Report each line of the data below that contains the word "blue", copying every such line in full. Treat the match as case-sensitive.

◆ DATASET ENTRIES:
______________________________

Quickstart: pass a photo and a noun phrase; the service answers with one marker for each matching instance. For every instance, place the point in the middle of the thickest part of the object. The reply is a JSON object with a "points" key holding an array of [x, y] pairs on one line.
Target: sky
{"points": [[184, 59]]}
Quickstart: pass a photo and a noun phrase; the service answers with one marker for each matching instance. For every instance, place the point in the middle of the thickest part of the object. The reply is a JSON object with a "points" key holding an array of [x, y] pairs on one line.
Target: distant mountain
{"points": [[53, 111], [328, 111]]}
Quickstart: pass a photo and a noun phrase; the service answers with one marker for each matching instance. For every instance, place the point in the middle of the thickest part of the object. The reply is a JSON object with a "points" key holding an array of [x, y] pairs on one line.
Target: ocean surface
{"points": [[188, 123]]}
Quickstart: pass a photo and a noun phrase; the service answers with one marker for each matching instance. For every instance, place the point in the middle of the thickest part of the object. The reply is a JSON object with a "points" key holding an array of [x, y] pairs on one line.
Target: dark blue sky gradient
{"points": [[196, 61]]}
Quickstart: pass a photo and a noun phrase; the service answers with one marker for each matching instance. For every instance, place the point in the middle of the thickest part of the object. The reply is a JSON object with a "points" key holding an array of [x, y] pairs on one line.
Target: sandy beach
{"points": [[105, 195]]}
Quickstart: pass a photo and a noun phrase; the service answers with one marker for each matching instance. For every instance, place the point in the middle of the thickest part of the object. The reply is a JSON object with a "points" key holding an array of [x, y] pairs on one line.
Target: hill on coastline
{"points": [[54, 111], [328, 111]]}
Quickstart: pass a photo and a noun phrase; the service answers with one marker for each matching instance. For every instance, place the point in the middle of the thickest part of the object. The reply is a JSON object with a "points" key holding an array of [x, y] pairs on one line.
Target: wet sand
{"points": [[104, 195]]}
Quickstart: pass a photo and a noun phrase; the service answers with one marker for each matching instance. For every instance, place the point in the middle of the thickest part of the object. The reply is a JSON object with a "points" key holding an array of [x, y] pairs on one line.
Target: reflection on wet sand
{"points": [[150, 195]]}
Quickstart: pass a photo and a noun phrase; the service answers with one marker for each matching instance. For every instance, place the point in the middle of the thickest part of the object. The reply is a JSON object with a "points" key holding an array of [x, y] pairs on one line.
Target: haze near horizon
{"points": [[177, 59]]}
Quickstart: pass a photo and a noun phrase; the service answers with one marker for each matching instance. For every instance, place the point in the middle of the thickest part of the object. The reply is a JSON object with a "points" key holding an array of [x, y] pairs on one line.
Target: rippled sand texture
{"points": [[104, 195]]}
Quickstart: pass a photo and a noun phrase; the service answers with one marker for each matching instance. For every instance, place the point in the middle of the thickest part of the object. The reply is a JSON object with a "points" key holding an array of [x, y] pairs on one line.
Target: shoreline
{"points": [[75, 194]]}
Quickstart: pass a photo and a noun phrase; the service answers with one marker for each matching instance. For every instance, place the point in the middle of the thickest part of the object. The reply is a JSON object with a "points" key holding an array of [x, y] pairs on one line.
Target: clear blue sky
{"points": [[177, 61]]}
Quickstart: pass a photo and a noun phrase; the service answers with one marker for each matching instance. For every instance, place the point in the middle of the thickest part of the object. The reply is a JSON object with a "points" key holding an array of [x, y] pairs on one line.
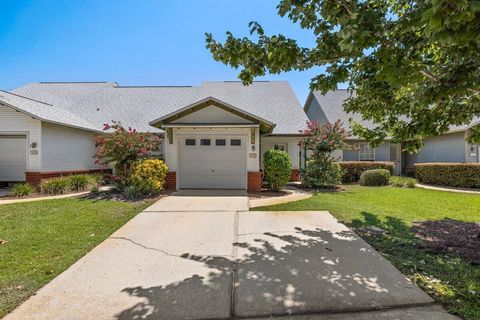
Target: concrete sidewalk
{"points": [[218, 264]]}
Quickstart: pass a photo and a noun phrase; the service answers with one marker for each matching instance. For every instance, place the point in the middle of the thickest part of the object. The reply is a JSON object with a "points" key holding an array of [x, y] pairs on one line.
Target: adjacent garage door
{"points": [[13, 157], [212, 162]]}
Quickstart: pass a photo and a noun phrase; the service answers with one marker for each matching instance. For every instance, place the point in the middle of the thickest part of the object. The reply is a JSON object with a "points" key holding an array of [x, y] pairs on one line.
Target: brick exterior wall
{"points": [[36, 178], [171, 181], [254, 181], [295, 175]]}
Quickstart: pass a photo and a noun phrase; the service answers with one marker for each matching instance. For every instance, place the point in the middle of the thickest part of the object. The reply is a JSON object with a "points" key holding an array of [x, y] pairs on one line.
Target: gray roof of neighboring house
{"points": [[90, 105], [332, 106]]}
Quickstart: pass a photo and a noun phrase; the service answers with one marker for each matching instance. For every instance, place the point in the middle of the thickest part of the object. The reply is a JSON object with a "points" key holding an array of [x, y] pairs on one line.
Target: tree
{"points": [[414, 65], [123, 148], [321, 170]]}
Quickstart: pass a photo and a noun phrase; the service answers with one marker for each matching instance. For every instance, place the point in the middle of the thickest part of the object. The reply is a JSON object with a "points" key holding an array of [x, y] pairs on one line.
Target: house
{"points": [[449, 147], [213, 135]]}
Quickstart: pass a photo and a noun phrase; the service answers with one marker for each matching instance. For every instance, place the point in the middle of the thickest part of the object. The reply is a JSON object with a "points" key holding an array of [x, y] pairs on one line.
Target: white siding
{"points": [[444, 148], [66, 148], [14, 122], [382, 152], [290, 142]]}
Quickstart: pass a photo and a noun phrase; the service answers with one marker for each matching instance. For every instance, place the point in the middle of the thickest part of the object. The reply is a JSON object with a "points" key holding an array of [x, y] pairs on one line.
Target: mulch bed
{"points": [[118, 196], [265, 193], [450, 236]]}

______________________________

◆ EXERCISE SOLUTION:
Target: dark blue sky gradient
Target: clear blue sky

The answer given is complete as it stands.